* _PROBLEMS TO WORK ON_
1. Retype the part of the fruit fly article that begins at the words "Victoria Meller, assistant" and stops after "extrapolated to mammals.".
2. Summarize the fruit fly article in two sentences.

* _TEXT_
-------------------------

Journal Archive > 2002 > March

Fly by genetics

Tiny fruit fly offers clues to human genome

A the end of a corridor on the first floor of Barnum Hall is a lab with shelves and tables covered with boxes containing dozens and dozens of test tubes. Inside the test tubes, capped with cotton, tiny fruit flies flit around, sometimes resting on the dark brown material in the bottom of the tube that is their food.

Victoria Meller, assistant professor of biology, along with graduate student Barbara Rattner and department staff, spend countless hours monitoring and studying the flies to learn more about genetics. The fruit flies—familiar to anyone who has left an overripe banana sitting on the kitchen counter too long—are known to the scientific community as Drosophila melanogaster. Scientists have used the tiny flies to study genetics for 90 years because they hold lessons that can be extrapolated to mammals.

-------------------------

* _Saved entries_
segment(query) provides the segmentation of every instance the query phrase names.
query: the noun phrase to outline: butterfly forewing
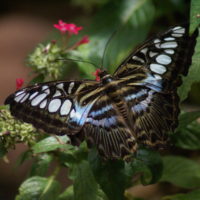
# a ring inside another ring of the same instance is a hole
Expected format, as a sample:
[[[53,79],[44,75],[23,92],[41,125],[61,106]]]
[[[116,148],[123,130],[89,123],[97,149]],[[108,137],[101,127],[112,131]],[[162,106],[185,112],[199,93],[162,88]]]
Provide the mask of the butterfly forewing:
[[[177,126],[180,75],[186,75],[194,52],[197,31],[174,27],[150,39],[120,65],[115,76],[131,87],[124,94],[137,142],[152,147],[165,146],[167,133]]]
[[[188,26],[176,26],[158,34],[136,49],[117,68],[115,76],[136,76],[142,68],[146,73],[143,84],[160,86],[162,90],[180,85],[177,77],[186,75],[196,43],[197,30],[189,36]],[[130,80],[130,82],[132,82]]]
[[[12,115],[48,133],[75,134],[100,92],[95,81],[56,81],[36,84],[6,99]],[[91,93],[91,94],[90,94]]]

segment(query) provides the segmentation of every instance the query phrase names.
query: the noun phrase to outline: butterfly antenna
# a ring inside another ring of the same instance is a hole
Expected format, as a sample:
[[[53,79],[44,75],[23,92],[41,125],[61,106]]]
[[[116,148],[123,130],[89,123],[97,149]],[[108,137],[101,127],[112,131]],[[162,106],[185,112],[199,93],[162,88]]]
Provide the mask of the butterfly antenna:
[[[111,36],[109,37],[108,41],[106,42],[104,51],[103,51],[103,56],[102,56],[102,61],[101,61],[101,70],[103,69],[104,61],[105,61],[105,55],[106,55],[106,50],[108,49],[108,45],[110,44],[110,41],[113,39],[113,37],[116,35],[119,29],[116,29]]]
[[[93,65],[95,68],[98,68],[98,66],[95,63],[87,61],[87,60],[78,60],[78,59],[73,59],[73,58],[59,58],[59,59],[56,59],[56,60],[88,63],[88,64]]]

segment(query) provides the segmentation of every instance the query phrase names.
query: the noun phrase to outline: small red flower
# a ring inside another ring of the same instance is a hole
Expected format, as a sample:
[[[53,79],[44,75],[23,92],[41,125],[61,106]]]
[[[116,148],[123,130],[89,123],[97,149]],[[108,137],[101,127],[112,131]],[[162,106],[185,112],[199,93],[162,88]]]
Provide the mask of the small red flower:
[[[58,24],[54,24],[53,26],[57,28],[61,33],[65,33],[67,31],[66,23],[62,20],[58,21]]]
[[[83,38],[78,42],[78,45],[81,45],[81,44],[87,44],[89,43],[90,40],[89,40],[89,37],[87,35],[83,36]]]
[[[67,31],[69,32],[69,34],[75,34],[75,35],[77,35],[78,32],[83,29],[82,26],[78,27],[75,24],[67,24],[66,28],[67,28]]]
[[[70,35],[75,34],[77,35],[78,32],[83,29],[82,26],[78,27],[75,24],[67,24],[63,22],[62,20],[58,21],[58,24],[53,25],[55,28],[60,30],[61,33],[66,33],[68,32]]]
[[[24,84],[24,79],[23,78],[17,78],[16,79],[16,89],[19,90],[22,85]]]
[[[97,69],[95,72],[92,73],[92,75],[94,75],[96,77],[95,78],[96,81],[100,81],[100,76],[99,76],[100,72],[101,72],[101,70]]]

-------------------------

* _TASK-BY-TASK SOLUTIONS_
1.
Victoria Meller, assistant professor of biology, along with graduate student Barbara Rattner and department staff, spend countless hours monitoring and studying the flies to learn more about genetics. The fruit flies—familiar to anyone who has left an overripe banana sitting on the kitchen counter too long—are known to the scientific community as Drosophila melanogaster. Scientists have used the tiny flies to study genetics for 90 years because they hold lessons that can be extrapolated to mammals.

2. In a lab on the first floor of Barnum Hall, assistant professor of biology Victoria Meller, graduate student Barbara Rattner and department staff monitor and study fruit flies kept in cotton-capped test tubes to learn more about genetics. Known to scientists as Drosophila melanogaster, the flies have been used to study genetics for 90 years because their lessons can be extrapolated to mammals.